Operation Warrior's Rage was a United States and Iraqi Army cordon-and-search operation during the US occupation of Iraq. The operation was performed on the evening of 15 July 2005.

The operation
On the evening of 15 July 2005, elements of the 256th Brigade Combat Team and 6th Iraqi Army Division successfully detained targets in their areas of operation through cordon-and-search operations and combat patrols. Soldiers of the 3rd Battalion, 156th Infantry Regiment, 256th Brigade Combat Team, and the 4th Battalion, 1st Iraqi Army, searched houses suspected of holding insurgents in the Ameriyah district of Baghdad. The mission resulted in the capture of three suspects, two of whom were Syrian. The search found 10 to 12 122/130-millimeter rounds enhanced with propane to make a larger fireball in the explosion.

In another area of operation, soldiers of the 2nd Battalion, 156th Infantry Regiment, captured three personnel, all positively identified as brigade-level targets. The 2-156th personnel knocked on doors when the targeted houses turned up empty, and residents of the neighborhood led soldiers to the suspected insurgents when they initially were not in their homes.

■ SET OF TASKS
1. Could you transcribe the part of the Operation Warrior's Rage passage that opens with the words containing "Operation Warrior's Rage" and closes with "15 July 2005."?
2. Do these statements agree with the Operation Warrior's Rage passage? For each, answer yes or no and quote the deciding words.
(a) The operation took place on the evening of 15 July 2005.
(b) All three suspects captured in the Ameriyah district were Syrian.
(c) Neighborhood residents led soldiers of the 2nd Battalion, 156th Infantry Regiment, to the suspected insurgents.
The material isn't needed here.

■ EXTRACTED RECORDS
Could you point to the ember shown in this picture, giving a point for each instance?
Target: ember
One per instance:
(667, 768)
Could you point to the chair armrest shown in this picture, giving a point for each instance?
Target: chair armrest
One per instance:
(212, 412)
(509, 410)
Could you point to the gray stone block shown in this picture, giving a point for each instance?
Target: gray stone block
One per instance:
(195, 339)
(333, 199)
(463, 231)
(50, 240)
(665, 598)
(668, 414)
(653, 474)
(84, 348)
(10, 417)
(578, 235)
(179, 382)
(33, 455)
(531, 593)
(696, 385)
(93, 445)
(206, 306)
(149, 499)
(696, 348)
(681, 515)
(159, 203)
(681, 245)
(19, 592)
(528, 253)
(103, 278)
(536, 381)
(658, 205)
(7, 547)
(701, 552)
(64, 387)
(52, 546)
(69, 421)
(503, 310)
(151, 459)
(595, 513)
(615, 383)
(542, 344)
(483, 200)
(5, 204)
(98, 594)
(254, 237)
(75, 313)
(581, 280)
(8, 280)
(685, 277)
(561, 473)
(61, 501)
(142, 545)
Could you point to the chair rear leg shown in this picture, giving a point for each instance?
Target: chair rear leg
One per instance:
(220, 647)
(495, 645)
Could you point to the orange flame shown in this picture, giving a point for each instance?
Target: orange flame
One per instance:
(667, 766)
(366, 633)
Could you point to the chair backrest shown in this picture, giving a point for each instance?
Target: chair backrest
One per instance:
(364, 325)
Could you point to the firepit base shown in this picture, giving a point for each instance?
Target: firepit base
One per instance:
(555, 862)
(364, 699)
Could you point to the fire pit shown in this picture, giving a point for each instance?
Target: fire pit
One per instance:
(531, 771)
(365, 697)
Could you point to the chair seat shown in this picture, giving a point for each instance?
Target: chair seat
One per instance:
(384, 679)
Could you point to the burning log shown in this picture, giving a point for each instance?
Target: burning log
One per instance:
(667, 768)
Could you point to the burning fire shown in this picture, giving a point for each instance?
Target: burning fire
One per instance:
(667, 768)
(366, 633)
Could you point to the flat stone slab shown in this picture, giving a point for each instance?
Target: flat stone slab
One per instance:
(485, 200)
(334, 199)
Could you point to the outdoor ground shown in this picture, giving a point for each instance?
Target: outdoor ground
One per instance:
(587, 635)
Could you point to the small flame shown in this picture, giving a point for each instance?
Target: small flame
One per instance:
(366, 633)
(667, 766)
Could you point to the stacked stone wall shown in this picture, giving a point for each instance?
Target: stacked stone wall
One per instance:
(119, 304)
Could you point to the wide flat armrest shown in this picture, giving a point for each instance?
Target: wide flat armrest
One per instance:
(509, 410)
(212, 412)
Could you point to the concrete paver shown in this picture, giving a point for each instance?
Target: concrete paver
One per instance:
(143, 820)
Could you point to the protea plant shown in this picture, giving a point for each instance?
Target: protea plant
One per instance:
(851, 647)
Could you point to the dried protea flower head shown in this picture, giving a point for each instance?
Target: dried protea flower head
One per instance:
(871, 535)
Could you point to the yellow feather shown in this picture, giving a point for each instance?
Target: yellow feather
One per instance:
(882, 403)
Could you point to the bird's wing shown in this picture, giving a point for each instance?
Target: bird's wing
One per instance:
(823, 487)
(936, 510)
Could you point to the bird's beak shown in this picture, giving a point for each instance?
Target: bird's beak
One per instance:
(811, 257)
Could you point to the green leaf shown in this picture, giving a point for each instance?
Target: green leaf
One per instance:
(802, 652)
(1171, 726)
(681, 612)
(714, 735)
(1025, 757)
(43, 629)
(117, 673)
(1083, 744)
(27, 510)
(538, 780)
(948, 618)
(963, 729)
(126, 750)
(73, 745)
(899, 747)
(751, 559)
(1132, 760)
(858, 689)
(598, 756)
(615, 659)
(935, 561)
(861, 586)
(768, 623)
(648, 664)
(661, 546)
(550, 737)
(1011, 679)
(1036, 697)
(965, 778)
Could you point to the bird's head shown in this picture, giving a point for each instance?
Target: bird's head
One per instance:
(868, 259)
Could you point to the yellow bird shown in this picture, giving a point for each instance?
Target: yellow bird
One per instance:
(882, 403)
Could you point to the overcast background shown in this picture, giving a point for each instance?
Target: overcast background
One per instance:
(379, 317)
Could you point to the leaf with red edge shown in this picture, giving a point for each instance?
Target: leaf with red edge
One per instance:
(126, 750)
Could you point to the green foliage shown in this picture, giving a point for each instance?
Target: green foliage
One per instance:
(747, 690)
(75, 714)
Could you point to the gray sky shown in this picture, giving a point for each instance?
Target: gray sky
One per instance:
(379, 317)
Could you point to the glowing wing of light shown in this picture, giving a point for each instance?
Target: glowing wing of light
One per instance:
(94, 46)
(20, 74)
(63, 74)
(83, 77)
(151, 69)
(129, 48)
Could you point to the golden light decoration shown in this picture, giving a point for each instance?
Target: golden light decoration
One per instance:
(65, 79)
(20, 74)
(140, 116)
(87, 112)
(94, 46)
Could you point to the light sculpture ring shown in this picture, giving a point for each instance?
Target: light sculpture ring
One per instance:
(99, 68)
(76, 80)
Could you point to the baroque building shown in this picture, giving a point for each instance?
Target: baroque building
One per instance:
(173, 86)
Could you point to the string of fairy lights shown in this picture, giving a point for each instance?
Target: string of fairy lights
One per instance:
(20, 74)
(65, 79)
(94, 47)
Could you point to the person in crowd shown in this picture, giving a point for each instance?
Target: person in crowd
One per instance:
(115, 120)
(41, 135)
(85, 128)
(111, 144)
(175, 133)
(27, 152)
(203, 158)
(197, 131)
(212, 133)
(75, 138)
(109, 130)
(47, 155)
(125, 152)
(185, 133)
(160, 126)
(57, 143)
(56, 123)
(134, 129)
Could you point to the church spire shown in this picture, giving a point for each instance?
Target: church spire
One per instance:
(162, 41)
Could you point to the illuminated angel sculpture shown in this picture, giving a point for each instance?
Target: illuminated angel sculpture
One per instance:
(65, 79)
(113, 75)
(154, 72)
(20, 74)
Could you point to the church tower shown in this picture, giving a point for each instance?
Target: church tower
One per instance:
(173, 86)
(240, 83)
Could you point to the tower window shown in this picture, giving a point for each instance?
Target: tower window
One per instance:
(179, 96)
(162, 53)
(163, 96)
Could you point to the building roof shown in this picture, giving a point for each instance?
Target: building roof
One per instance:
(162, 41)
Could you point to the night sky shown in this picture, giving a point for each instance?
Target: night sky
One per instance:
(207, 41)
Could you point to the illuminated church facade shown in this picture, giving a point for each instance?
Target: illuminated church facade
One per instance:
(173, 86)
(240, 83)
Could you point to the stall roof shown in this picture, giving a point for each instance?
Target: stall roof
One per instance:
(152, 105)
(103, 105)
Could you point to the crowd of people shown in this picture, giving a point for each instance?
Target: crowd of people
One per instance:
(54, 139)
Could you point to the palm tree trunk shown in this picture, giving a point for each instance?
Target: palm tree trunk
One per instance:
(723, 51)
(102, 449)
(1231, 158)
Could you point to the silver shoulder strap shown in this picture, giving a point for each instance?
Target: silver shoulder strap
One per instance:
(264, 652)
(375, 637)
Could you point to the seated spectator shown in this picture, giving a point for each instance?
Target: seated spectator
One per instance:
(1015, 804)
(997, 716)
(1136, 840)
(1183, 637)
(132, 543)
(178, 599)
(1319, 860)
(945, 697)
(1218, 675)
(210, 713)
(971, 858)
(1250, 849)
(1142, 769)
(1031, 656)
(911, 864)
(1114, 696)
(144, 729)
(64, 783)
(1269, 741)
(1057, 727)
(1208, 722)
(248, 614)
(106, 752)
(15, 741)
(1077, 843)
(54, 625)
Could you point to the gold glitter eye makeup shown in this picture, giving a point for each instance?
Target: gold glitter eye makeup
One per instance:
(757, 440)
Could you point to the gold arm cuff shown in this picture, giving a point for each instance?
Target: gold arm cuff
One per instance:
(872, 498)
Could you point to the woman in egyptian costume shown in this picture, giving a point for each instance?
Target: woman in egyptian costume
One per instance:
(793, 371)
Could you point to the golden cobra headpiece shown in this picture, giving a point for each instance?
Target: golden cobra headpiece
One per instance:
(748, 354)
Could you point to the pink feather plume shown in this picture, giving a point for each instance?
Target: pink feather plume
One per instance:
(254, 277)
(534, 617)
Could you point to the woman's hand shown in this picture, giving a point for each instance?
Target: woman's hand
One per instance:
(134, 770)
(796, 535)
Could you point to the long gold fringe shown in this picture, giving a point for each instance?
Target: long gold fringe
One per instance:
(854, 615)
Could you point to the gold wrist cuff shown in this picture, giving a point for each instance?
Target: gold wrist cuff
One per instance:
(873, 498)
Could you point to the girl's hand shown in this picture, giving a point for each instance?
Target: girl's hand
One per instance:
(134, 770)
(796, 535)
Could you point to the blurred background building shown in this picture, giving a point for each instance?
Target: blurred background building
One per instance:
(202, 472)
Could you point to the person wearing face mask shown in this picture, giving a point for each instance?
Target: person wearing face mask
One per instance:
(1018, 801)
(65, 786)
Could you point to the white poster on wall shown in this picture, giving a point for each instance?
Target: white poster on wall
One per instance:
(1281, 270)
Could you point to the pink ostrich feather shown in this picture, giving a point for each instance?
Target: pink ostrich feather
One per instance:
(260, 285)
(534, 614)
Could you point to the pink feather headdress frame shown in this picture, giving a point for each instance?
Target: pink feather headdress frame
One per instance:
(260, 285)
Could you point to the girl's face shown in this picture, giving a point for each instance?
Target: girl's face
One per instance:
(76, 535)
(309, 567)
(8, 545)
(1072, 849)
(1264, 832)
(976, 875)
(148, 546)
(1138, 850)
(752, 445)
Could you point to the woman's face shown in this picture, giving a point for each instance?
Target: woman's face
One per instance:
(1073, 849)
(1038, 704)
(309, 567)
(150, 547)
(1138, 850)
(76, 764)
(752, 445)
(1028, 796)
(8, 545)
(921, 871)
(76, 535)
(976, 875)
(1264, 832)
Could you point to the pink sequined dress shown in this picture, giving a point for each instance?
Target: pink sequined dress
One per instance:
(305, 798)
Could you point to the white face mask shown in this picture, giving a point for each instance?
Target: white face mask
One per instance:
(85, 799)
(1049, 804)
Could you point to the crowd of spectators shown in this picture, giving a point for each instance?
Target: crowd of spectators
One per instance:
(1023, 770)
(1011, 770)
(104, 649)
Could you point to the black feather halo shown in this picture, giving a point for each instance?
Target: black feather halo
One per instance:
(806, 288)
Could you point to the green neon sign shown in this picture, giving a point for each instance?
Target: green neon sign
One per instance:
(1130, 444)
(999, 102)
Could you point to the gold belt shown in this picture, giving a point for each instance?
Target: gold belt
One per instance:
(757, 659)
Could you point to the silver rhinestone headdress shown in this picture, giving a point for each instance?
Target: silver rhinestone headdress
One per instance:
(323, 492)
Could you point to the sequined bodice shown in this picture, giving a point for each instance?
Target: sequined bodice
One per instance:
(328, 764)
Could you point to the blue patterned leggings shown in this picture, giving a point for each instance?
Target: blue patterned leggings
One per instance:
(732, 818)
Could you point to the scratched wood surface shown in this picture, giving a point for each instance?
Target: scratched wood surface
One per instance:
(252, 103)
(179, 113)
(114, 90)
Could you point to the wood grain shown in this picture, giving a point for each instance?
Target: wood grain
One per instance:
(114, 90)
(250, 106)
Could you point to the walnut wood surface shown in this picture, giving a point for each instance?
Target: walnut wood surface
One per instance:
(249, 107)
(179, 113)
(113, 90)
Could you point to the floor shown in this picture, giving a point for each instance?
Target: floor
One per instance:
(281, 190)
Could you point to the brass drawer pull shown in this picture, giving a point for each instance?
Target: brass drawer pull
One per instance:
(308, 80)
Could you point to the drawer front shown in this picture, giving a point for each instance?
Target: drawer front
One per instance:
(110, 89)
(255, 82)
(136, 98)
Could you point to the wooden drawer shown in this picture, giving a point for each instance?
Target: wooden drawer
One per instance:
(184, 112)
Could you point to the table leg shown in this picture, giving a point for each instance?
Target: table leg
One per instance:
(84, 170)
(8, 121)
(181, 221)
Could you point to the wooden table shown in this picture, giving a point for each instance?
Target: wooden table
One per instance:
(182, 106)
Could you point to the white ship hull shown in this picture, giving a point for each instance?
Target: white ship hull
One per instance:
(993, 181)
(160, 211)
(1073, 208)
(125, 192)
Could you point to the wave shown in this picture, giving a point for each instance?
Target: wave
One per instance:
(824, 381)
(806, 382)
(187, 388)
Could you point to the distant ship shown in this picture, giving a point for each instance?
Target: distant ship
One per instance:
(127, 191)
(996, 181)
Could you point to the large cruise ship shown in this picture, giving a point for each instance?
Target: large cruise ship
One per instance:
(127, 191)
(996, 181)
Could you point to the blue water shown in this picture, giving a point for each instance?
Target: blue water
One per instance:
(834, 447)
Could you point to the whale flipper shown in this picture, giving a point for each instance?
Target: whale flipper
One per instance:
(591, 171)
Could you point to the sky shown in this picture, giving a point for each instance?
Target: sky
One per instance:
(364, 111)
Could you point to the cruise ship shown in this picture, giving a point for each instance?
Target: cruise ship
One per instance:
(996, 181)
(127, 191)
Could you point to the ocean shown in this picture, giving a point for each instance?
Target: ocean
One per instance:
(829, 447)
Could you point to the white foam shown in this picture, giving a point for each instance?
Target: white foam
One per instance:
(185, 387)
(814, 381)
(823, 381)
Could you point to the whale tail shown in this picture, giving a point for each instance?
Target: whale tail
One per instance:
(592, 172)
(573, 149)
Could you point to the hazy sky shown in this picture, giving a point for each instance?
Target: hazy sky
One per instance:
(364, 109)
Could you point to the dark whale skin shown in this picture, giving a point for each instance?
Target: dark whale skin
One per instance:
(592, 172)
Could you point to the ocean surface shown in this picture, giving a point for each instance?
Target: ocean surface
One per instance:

■ TASK-BY-TASK OUTPUTS
1.
Operation Warrior's Rage was a United States and Iraqi Army cordon-and-search operation during the US occupation of Iraq. The operation was performed on the evening of 15 July 2005.

2.
(a) Yes: "The operation was performed on the evening of 15 July 2005."
(b) No: "The mission resulted in the capture of three suspects, two of whom were Syrian."
(c) Yes: "residents of the neighborhood led soldiers to the suspected insurgents when they initially were not in their homes."